### ACTIONS TO TAKE:
a) Copy the court excerpt from "After they returned, defendant" to "was a mechanic....", switching "Officer" to "Detective".
b) Answer these questions from the court excerpt.
(i) Which officer testified about the defendant's story?
(ii) What vehicle did the defendant want repaired?
(iii) How did Carl, Jr., arrive at the back of the house?

### TEXT UNDER STUDY:
BEGIN

After they returned, defendant told his story. Officer Carter testified that he "stated that he had known Carl Carter, Jr.'s, father for quite some time, that he was a personal friend of his, [and] that he was a mechanic....

"He decided it would be a good time to stop and talk to him about repairing his Volkswagen. That he pulled in the back of Carl [Carter], Sr.'s, house and was preparing to exit his car when little Carl, Jr., rode up on his bicycle...." Carter said he wanted a soft drink and defendant invited him into his car and drove him to his apartment. "He said the reason he wanted to take him over to his apartment was--that he liked to take pictures of little boys in the nude and he was hoping to take some pictures of Carl, Jr., in the nude. He said he went into his apartment and took him into his bedroom, and he turned on these real fancy strobe lights. And these lights began flashing [11 Cal.4th 813] [11 Cal.4th 812] on and on and he said that Carl, Jr., seemed to be fascinated with these lights."

END

### GIVEN ENTRIES:
BEGIN

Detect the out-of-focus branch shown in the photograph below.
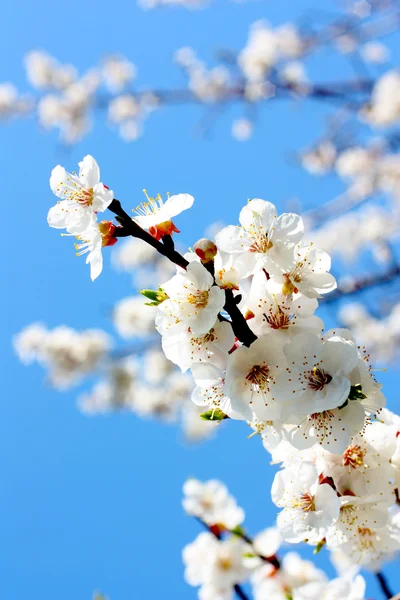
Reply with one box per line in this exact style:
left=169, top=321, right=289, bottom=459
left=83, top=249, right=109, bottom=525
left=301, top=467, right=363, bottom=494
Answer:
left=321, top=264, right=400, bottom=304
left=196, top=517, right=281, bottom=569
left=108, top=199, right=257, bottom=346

END
BEGIN

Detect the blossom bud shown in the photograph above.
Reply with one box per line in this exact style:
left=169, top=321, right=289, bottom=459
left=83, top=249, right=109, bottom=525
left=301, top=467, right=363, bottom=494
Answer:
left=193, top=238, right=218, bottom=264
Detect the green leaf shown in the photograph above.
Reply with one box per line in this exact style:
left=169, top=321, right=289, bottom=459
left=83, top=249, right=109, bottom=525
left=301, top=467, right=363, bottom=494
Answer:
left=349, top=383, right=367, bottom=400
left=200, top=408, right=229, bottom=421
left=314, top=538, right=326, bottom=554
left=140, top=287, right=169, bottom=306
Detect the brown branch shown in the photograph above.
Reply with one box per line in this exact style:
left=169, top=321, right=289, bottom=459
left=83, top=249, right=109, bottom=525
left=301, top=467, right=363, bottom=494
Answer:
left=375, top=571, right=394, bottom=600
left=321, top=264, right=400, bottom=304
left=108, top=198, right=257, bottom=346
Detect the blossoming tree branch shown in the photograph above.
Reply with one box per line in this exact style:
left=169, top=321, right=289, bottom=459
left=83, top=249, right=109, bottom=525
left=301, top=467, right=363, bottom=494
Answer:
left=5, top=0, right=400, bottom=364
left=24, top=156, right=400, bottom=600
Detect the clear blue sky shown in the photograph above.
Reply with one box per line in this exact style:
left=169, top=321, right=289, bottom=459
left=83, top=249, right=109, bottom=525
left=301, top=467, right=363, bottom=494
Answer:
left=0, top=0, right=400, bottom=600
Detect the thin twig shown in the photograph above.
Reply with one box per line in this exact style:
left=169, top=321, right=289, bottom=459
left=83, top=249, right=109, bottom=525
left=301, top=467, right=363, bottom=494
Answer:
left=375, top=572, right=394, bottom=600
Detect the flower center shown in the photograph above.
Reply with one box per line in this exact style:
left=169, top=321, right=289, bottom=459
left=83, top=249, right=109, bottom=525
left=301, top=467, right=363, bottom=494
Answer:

END

### RESULTS OF THE EXERCISE:
a)
After they returned, defendant told his story. Detective Carter testified that he "stated that he had known Carl Carter, Jr.'s, father for quite some time, that he was a personal friend of his, [and] that he was a mechanic....

b)
(i) Officer Carter
(ii) His Volkswagen
(iii) He rode up on his bicycle.